** start of Available records **

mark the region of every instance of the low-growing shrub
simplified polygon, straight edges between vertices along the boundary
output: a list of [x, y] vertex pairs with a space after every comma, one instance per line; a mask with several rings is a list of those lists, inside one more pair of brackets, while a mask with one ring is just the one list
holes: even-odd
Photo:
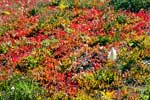
[[36, 81], [19, 74], [0, 82], [0, 100], [37, 100], [44, 93]]
[[141, 9], [150, 9], [149, 0], [110, 0], [110, 4], [114, 6], [115, 10], [123, 9], [138, 12]]

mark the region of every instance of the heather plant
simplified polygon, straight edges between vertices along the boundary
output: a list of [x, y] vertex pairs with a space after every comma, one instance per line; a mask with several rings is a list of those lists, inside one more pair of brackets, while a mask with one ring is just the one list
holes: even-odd
[[0, 83], [1, 100], [38, 100], [44, 98], [44, 91], [36, 81], [19, 74]]

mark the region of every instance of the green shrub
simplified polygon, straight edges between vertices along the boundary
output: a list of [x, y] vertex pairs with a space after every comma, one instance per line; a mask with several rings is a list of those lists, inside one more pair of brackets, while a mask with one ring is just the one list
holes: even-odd
[[149, 10], [149, 0], [110, 0], [110, 4], [114, 6], [115, 10], [131, 10], [138, 12], [141, 9]]
[[19, 74], [0, 82], [0, 100], [37, 100], [44, 96], [45, 90], [36, 81]]

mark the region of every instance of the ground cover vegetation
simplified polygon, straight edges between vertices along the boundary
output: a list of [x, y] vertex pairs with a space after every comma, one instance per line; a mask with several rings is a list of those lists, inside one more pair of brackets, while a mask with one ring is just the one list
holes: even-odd
[[1, 0], [0, 100], [150, 100], [149, 35], [149, 0]]

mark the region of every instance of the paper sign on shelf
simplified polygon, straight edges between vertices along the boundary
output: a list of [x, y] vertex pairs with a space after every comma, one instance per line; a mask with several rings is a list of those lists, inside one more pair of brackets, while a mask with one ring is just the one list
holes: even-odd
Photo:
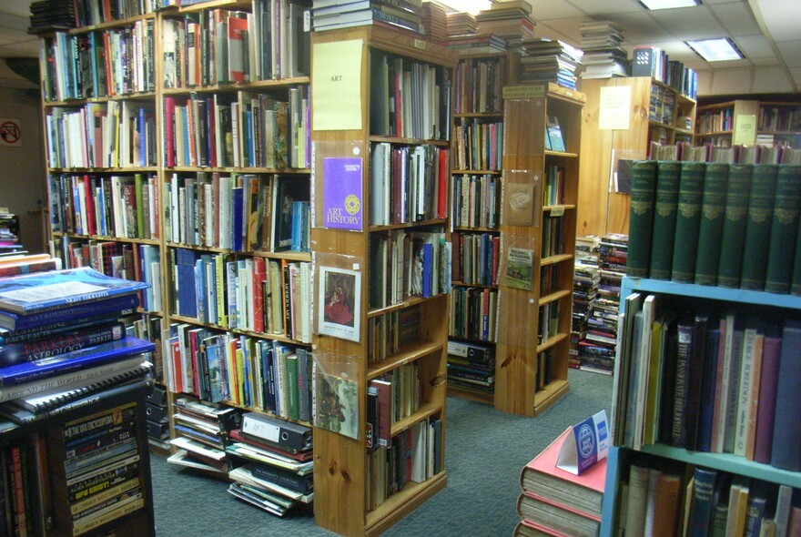
[[569, 433], [559, 449], [556, 467], [581, 475], [606, 457], [609, 451], [609, 426], [606, 410], [568, 428]]

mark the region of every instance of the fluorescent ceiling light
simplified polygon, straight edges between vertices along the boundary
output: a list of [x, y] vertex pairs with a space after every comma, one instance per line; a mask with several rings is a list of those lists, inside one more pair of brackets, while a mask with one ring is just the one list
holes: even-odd
[[743, 56], [735, 44], [727, 37], [718, 39], [704, 39], [701, 41], [686, 41], [687, 46], [707, 62], [723, 62], [739, 60]]
[[437, 0], [452, 11], [463, 11], [471, 15], [478, 15], [482, 9], [490, 9], [490, 0]]
[[700, 0], [639, 0], [640, 4], [650, 9], [674, 9], [676, 7], [693, 7], [701, 4]]

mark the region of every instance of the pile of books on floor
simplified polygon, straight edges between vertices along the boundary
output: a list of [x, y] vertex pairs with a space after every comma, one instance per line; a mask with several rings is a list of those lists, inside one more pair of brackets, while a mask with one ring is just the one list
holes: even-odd
[[490, 9], [482, 9], [475, 17], [478, 32], [498, 35], [509, 48], [519, 47], [522, 41], [534, 38], [536, 23], [531, 14], [532, 5], [527, 0], [491, 4]]
[[243, 465], [228, 473], [236, 498], [277, 516], [314, 499], [312, 430], [257, 412], [242, 416], [226, 451]]
[[495, 347], [448, 341], [448, 386], [464, 391], [495, 391]]
[[620, 285], [625, 275], [628, 236], [609, 233], [601, 238], [601, 267], [598, 270], [598, 296], [593, 315], [587, 319], [587, 335], [583, 353], [592, 355], [594, 371], [612, 373], [617, 348], [617, 319], [620, 309]]
[[582, 78], [625, 76], [628, 53], [621, 46], [623, 28], [610, 21], [584, 21], [581, 24], [583, 51]]
[[576, 88], [576, 69], [582, 51], [558, 39], [528, 39], [522, 43], [521, 81], [554, 82]]
[[25, 423], [151, 386], [155, 346], [117, 320], [147, 286], [90, 268], [0, 279], [0, 413]]
[[315, 32], [367, 25], [386, 25], [421, 32], [422, 0], [314, 0], [311, 20]]
[[606, 459], [580, 475], [556, 468], [559, 450], [569, 439], [569, 431], [523, 466], [520, 475], [522, 490], [517, 501], [521, 520], [514, 529], [515, 537], [598, 534]]
[[588, 341], [586, 337], [587, 324], [593, 316], [598, 283], [601, 281], [601, 239], [594, 236], [576, 237], [575, 255], [570, 366], [593, 369], [594, 356], [588, 350], [592, 350], [594, 344]]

** end of Available records **

**What the exercise asks**
Give all the rows above as a two-column CSV with the header "prompt,polygons" and one line per row. Put each row's text and its answer in one quoted field each, turn line breaks into spaces, and leave out the pictures.

**Final result**
prompt,polygons
"mark the region of every instance of the low-growing shrub simplified polygon, straight edges between vertices along the boundary output: a list of [x, y] vertex pairs with a space after every comma, one instance per line; a mask with several rings is a list of those lists, inside one more pair of brackets, while a mask with one ring is just the one list holes: even-odd Photo:","[[36, 81], [19, 74], [0, 82], [0, 100], [37, 100], [44, 93]] [[141, 9], [150, 9], [149, 0], [110, 0], [110, 4], [114, 6], [115, 10], [123, 9], [138, 12]]"
"mark the region of every instance of the heather plant simplified polygon, straight edges between vertices along the boundary output: a list of [x, y] vertex pairs with a space after every comma, one instance per line; a mask with several rings is a list of those lists, inside one more pair of brackets, while a mask with one ring is just the one list holes: even-odd","[[0, 83], [1, 100], [38, 100], [44, 98], [44, 91], [36, 81], [19, 74]]"
"mark the region of every instance of the green shrub simplified polygon, straight edges between vertices along the boundary output: a list of [x, y] vertex pairs with a space after every comma, one instance per line; a mask with several rings is a list of those lists, inside one more pair of brackets, while a mask with one ring is just the one list holes: even-odd","[[149, 10], [149, 0], [110, 0], [110, 4], [114, 6], [115, 10], [131, 10], [138, 12], [141, 9]] [[19, 74], [0, 82], [0, 100], [37, 100], [44, 96], [45, 90], [36, 81]]"
"mark the region of every instance of the ground cover vegetation simplified polygon, straight edges between vertices along the boundary output: a list of [x, y] vertex pairs with a space after every comma, one instance per line; a mask with several rings is a list of those lists, inside one more pair of brackets, while a mask with one ring is just the one list holes: even-odd","[[1, 0], [0, 100], [150, 100], [149, 35], [149, 0]]"
"mark the region of every instance of the paper sign on shelf simplified polygon, straight edges between vertices along the boundary output: a list of [x, y] vertex pairs with a space after every comma, one instance per line; a mask with several rings is a list of those lists, inside one more pair of brackets, while a mask with one ring is just the one list holes: even-odd Photo:","[[569, 433], [559, 449], [556, 467], [581, 475], [606, 457], [609, 451], [609, 426], [606, 410], [568, 428]]"
"mark the region of every instance of the fluorescent ceiling light simplified polygon, straight edges between vertices along the boundary output: a list of [x, y] vertex pairs with a space after every comma, one instance per line; a mask with several rings is a list of those lists, inside one more pair of brackets, while a mask with one ring is just the one list holes: even-odd","[[743, 56], [735, 44], [727, 37], [718, 39], [704, 39], [701, 41], [686, 41], [687, 46], [707, 62], [723, 62], [739, 60]] [[437, 0], [452, 11], [463, 11], [471, 15], [478, 15], [482, 9], [490, 9], [490, 0]] [[700, 0], [639, 0], [640, 4], [650, 9], [674, 9], [676, 7], [693, 7], [701, 4]]"
"mark the region of every instance of the pile of books on floor simplified polygon, straight edges between vertices along the boundary output: a list of [x, y] vertex pairs with a space after every comma, one instance per line; a mask with several rings is a list of those lists, inside one more pair of brackets, while a mask with one ring is just the one list holes: even-odd","[[490, 9], [482, 9], [475, 17], [478, 32], [498, 35], [509, 48], [519, 47], [522, 41], [534, 38], [536, 23], [531, 14], [532, 5], [527, 0], [491, 4]] [[243, 465], [228, 473], [236, 498], [277, 516], [314, 499], [312, 430], [257, 412], [242, 416], [226, 451]] [[495, 347], [448, 341], [448, 386], [464, 391], [495, 391]] [[620, 285], [625, 275], [628, 236], [609, 233], [601, 238], [601, 267], [598, 270], [598, 296], [593, 315], [587, 319], [587, 335], [583, 353], [592, 355], [594, 371], [612, 373], [617, 348], [617, 319], [620, 309]] [[582, 78], [625, 76], [628, 53], [621, 46], [623, 28], [610, 21], [584, 21], [581, 24], [583, 51]] [[576, 88], [576, 69], [582, 51], [558, 39], [528, 39], [522, 43], [521, 81], [554, 82]] [[25, 423], [151, 386], [155, 346], [117, 320], [147, 286], [90, 268], [0, 279], [0, 413]] [[315, 32], [367, 25], [386, 25], [421, 32], [422, 0], [314, 0], [311, 20]] [[606, 459], [580, 475], [556, 468], [559, 450], [569, 439], [569, 431], [523, 466], [520, 475], [522, 490], [517, 501], [521, 520], [514, 529], [515, 537], [598, 534]] [[588, 341], [586, 337], [587, 324], [593, 316], [598, 283], [601, 281], [601, 239], [594, 236], [576, 237], [575, 255], [570, 366], [593, 369], [594, 356], [588, 350], [592, 350], [594, 344]]"